═════ Data supplied

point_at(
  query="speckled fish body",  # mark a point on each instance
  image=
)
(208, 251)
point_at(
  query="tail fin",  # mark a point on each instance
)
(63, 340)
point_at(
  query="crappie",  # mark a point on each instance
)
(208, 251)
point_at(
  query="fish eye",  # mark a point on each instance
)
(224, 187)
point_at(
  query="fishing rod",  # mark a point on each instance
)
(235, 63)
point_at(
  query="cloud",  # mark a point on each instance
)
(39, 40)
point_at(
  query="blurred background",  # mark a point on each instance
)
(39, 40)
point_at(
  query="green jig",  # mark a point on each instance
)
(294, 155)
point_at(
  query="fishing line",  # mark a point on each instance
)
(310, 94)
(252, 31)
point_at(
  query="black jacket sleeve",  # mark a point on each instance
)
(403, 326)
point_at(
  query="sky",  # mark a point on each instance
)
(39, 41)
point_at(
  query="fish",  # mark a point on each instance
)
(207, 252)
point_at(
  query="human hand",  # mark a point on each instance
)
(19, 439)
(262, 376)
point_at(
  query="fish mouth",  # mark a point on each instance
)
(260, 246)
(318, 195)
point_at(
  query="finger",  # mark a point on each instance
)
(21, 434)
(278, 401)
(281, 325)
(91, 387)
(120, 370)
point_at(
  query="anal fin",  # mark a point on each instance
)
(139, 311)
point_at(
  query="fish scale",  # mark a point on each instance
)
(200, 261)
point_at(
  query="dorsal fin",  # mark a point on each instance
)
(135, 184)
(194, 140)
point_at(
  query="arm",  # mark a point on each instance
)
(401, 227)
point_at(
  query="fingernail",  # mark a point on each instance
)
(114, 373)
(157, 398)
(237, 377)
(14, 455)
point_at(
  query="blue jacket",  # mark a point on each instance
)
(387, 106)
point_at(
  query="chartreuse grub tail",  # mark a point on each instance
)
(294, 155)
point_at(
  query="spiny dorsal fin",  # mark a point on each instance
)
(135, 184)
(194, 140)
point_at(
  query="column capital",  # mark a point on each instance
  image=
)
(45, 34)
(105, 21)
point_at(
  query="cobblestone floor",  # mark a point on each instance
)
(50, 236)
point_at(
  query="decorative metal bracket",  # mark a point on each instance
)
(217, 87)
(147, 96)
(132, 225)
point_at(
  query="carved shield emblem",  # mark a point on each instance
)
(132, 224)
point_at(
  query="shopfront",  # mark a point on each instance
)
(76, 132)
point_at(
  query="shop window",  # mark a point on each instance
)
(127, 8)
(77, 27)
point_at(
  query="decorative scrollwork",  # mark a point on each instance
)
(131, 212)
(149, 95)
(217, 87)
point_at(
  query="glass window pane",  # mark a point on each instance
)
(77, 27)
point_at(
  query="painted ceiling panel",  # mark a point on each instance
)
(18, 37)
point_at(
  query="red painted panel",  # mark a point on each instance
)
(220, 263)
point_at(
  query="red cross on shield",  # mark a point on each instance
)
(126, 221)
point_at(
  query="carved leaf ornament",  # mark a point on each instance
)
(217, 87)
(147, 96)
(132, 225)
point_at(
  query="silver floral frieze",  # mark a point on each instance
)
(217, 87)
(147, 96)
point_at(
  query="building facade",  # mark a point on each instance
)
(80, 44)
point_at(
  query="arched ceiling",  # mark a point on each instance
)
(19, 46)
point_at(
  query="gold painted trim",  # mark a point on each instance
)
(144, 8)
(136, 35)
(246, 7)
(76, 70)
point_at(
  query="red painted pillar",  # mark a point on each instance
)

══════════

- Problem statement:
Return the entries above, every line intact.

- Task answer:
point_at(
  query="speckled fish body",  # mark a point on each instance
  image=
)
(208, 251)
point_at(
  query="tail fin",  # mark a point on each instance
)
(63, 340)
point_at(
  query="crappie",  # mark a point on each instance
)
(208, 251)
point_at(
  query="fish eye",  # mark a point on each instance
)
(224, 187)
point_at(
  query="fishing rod",  # mark a point on each instance
)
(235, 63)
point_at(
  query="cloud",  # mark a point on each instance
)
(39, 40)
point_at(
  query="blurred background",  # mark a point on each instance
)
(39, 40)
point_at(
  query="green jig",  # mark a point on each instance
)
(294, 155)
point_at(
  query="fishing line",  # mark a point on each instance
)
(310, 94)
(252, 31)
point_at(
  query="black jacket sleeve",  # mark a point on each instance
)
(403, 326)
point_at(
  query="sky",  # mark a point on each instance
)
(39, 41)
point_at(
  query="fish",  # mark a point on each instance
)
(207, 252)
point_at(
  query="human hand",  # mark a point on each instance
)
(19, 439)
(262, 376)
point_at(
  query="fish mouth",  # mark a point on each instance
)
(260, 246)
(318, 195)
point_at(
  query="finger",  # mark a point on each instance
)
(21, 434)
(278, 401)
(281, 325)
(91, 387)
(120, 370)
point_at(
  query="anal fin",  # mark a point on each instance
)
(139, 311)
point_at(
  query="fish scale",  # mark a point on each instance
)
(200, 261)
point_at(
  query="dorsal fin",  # mark a point on each instance
)
(135, 184)
(194, 140)
point_at(
  query="arm",  # mark a point on each instance
)
(401, 227)
point_at(
  query="fingernail",  # mark a point on each instance
)
(114, 373)
(157, 398)
(237, 377)
(14, 455)
point_at(
  query="blue jacket",  # mark a point on each instance
)
(387, 106)
point_at(
  query="chartreuse grub tail",  # mark a point on each instance
)
(294, 155)
point_at(
  query="spiny dorsal fin",  # mark a point on each instance
)
(135, 184)
(194, 140)
point_at(
  query="column capital",  # mark a point on each instance
  image=
)
(45, 34)
(105, 21)
point_at(
  query="cobblestone floor",  # mark a point on each instance
)
(50, 236)
point_at(
  query="decorative metal bracket",  # mark a point on each instance
)
(217, 87)
(147, 96)
(132, 225)
point_at(
  query="carved shield emblem",  # mark a point on each instance
)
(132, 224)
point_at(
  query="shopfront",  # mark a point on each instance
)
(76, 132)
point_at(
  query="shop window",  # mark a point on each instance
)
(127, 8)
(77, 27)
point_at(
  query="decorative scrollwork",  # mark a point on each instance
)
(131, 212)
(149, 95)
(217, 87)
point_at(
  query="glass window pane",  # mark a point on each instance
)
(77, 27)
point_at(
  query="painted ceiling panel",  # mark a point on each instance
)
(18, 37)
point_at(
  query="red painted panel",  # mark a point on each instance
)
(220, 263)
point_at(
  query="red cross on shield",  # mark a point on each instance
)
(126, 221)
point_at(
  query="carved leaf ornament",  # mark a point on each instance
)
(217, 87)
(147, 96)
(132, 225)
point_at(
  query="silver floral frieze",  # mark a point on each instance
)
(217, 87)
(147, 96)
point_at(
  query="building facade",  # mark a point on each instance
)
(80, 44)
point_at(
  query="arched ceiling",  # mark a point on each instance
)
(19, 46)
point_at(
  query="gold painted trim",  # mark a point on each instance
)
(144, 8)
(136, 35)
(246, 7)
(76, 70)
point_at(
  query="red painted pillar",  # mark a point on each instance
)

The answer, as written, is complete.